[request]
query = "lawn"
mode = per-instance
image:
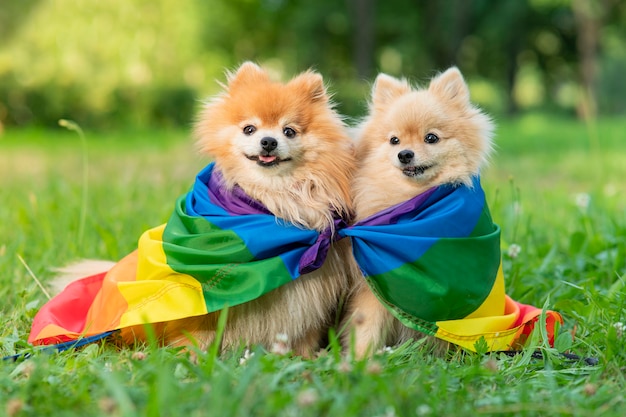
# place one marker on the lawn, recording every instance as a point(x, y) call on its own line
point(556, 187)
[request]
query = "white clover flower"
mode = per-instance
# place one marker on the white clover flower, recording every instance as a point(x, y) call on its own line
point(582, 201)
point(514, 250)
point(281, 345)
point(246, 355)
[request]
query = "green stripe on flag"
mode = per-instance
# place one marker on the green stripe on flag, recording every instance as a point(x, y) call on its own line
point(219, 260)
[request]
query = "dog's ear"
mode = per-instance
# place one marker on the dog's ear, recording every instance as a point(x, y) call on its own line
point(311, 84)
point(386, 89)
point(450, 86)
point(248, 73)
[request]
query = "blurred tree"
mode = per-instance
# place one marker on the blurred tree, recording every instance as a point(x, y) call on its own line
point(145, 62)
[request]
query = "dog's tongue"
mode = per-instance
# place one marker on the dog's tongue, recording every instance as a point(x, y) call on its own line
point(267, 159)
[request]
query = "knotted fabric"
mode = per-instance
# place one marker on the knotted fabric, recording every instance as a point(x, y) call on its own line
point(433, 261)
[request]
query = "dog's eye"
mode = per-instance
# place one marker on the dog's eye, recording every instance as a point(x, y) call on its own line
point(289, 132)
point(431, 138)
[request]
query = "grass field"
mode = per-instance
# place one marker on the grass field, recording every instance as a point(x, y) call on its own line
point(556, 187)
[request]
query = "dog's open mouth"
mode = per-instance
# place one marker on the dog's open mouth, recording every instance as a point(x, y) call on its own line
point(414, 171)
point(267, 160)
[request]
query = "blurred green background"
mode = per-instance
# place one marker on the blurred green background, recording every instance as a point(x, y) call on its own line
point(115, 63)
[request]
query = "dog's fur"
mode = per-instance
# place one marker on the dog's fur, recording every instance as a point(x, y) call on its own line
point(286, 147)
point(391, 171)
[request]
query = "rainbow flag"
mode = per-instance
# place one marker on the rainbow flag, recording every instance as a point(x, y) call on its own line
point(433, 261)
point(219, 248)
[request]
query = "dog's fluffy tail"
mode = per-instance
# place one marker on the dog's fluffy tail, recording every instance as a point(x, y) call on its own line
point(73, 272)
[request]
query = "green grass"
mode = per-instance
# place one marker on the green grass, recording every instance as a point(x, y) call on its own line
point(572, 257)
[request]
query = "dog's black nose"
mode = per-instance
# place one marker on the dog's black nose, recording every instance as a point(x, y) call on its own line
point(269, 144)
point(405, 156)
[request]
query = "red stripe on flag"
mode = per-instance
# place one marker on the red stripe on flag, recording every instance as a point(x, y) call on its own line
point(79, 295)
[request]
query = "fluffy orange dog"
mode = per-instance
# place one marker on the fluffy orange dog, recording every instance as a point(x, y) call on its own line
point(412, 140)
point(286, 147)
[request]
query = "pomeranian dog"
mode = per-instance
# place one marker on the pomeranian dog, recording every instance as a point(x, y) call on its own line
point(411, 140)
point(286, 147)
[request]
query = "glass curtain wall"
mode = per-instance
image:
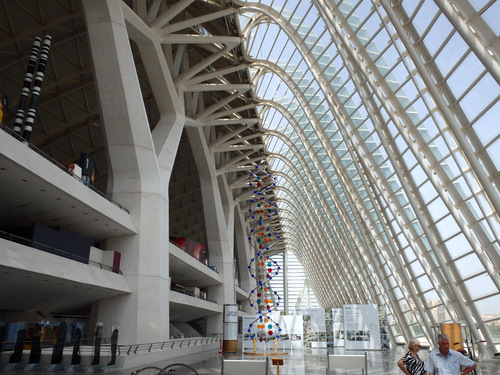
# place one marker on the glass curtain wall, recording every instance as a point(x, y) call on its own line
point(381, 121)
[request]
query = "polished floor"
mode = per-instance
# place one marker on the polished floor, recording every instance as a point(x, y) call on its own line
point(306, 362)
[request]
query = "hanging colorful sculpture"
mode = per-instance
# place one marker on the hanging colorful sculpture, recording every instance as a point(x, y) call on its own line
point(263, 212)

● ● ● ●

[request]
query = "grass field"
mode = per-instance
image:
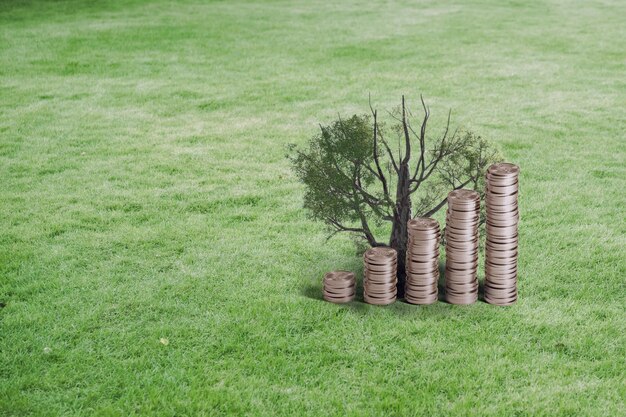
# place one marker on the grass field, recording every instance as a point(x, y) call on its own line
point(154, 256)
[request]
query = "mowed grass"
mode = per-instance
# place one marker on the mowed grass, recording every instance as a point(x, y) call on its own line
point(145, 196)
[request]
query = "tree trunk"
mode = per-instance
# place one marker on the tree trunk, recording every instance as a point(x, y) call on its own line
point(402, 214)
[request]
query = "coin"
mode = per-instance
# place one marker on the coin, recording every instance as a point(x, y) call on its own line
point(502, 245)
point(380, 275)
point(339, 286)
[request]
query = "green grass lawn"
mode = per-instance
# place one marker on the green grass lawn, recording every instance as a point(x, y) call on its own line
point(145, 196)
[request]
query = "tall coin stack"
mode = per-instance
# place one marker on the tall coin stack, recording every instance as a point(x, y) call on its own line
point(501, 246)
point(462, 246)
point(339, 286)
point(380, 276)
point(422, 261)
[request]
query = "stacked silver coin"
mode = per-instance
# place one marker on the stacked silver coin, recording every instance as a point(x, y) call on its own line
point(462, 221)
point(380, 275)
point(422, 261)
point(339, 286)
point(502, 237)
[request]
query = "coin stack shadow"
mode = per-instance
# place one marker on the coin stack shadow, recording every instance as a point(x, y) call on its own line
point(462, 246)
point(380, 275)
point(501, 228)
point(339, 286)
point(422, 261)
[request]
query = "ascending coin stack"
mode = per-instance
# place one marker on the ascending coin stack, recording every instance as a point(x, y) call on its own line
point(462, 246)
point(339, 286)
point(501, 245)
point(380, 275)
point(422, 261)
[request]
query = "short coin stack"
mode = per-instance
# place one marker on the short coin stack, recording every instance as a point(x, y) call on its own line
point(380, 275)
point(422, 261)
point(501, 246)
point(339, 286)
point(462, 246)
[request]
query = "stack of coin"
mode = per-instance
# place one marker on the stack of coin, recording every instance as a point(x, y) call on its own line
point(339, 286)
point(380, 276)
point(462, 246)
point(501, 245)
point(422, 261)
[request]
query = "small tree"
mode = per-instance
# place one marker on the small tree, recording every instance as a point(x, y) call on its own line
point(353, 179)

● ● ● ●

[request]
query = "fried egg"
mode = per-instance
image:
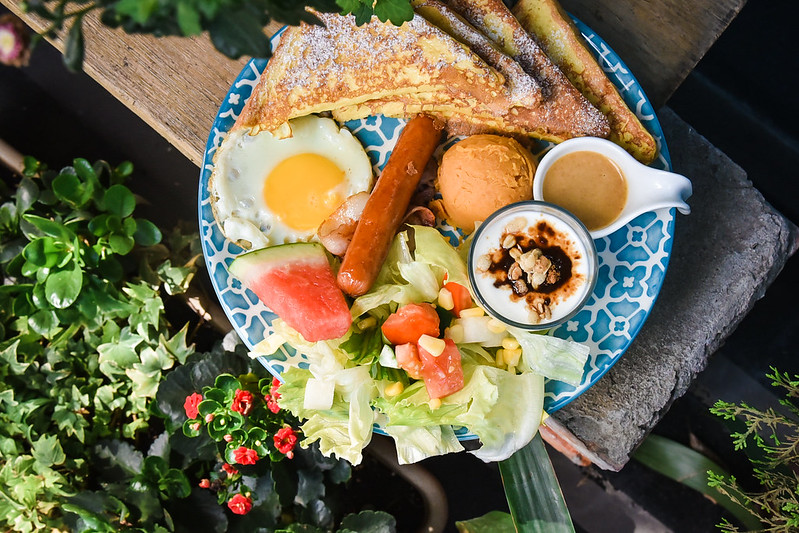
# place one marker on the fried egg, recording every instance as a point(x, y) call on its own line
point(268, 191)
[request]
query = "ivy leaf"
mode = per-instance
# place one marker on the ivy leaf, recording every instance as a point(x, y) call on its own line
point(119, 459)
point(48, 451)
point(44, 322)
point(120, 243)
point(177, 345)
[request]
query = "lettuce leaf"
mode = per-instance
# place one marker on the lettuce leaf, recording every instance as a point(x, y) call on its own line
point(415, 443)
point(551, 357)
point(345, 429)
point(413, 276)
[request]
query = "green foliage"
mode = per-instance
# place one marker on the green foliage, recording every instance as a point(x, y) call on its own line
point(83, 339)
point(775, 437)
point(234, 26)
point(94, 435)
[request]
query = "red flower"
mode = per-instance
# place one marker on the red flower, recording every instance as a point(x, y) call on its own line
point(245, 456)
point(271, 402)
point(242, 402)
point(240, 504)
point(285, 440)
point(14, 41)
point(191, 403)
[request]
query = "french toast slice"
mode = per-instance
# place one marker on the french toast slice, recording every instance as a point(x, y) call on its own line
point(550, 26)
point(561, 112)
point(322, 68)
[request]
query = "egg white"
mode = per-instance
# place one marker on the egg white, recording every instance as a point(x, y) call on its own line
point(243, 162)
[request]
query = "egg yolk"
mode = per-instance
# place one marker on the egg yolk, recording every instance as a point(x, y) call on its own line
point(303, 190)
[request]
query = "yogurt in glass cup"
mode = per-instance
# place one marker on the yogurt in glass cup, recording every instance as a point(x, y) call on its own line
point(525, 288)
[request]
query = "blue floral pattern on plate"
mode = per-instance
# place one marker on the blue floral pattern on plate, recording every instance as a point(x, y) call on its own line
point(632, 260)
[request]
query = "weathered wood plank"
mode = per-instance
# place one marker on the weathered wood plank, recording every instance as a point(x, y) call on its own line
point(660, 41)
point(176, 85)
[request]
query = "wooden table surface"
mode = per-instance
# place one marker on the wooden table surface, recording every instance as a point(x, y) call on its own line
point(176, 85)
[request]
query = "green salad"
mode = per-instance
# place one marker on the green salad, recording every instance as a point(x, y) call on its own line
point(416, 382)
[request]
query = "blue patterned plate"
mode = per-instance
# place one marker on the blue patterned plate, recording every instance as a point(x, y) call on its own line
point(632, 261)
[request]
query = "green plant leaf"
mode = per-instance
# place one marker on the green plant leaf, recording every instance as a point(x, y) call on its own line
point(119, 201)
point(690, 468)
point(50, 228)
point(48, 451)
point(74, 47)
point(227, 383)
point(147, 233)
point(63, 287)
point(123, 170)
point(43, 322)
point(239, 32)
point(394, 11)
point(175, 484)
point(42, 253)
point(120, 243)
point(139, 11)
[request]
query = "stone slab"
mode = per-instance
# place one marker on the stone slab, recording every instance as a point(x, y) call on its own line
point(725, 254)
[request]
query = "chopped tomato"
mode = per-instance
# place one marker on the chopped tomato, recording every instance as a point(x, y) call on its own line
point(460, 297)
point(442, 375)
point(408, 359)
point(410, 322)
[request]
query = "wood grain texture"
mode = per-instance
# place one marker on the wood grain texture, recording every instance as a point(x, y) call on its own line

● ● ● ●

WHAT YOU SHOULD DO: Go through the entries above, and wherever a line holds the word "texture", copy that line.

EXERCISE ANSWER:
query = "wood grain texture"
# place one marker on the wood grain texture, recording every instance as a point(x, y) call on its own line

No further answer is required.